> _Data entries_:
※ ※ ※
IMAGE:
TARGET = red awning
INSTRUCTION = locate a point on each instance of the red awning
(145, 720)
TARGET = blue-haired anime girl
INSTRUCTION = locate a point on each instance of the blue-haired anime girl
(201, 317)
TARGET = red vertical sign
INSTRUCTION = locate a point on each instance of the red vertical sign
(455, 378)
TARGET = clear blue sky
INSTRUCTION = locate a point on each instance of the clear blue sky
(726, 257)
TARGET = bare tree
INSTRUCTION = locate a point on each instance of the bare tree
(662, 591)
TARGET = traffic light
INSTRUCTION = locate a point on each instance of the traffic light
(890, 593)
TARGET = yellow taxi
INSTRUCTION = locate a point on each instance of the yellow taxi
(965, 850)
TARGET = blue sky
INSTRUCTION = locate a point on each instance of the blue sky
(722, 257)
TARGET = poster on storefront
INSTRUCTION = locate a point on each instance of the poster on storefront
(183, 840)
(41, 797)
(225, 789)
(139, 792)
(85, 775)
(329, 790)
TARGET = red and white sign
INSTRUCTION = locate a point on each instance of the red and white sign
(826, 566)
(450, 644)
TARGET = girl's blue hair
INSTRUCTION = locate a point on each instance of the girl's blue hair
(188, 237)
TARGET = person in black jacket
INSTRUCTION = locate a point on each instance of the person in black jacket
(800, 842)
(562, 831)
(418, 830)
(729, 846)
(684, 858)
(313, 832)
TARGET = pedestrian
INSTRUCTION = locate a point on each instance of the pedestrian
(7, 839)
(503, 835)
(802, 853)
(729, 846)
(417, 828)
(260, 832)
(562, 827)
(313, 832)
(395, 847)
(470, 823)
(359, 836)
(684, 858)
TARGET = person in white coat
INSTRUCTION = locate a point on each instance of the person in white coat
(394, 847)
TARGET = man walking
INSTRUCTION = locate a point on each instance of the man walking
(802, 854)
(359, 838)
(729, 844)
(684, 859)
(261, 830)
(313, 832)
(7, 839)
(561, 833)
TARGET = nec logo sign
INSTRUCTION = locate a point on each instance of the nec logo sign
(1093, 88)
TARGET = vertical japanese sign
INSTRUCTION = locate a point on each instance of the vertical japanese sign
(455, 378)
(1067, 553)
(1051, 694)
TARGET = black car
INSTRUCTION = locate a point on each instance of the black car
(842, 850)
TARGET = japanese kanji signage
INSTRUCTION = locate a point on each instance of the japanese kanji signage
※ ※ ※
> _Exercise aim_: Reproduce the part of the records above that begins with the line containing "TARGET = vertical japanese sign" and continues through the end of the records, including both ends.

> _Written solution_:
TARGET = vertical japanese sign
INSTRUCTION = locate a point on each instance of the vertical japanese sign
(455, 378)
(1067, 553)
(1051, 694)
TARGET = black car
INSTRUCTION = locate a point on each instance of the black car
(842, 850)
TARGET = japanese kanji signage
INSTRUCTION = locate a point on each instance of the japanese kanji signage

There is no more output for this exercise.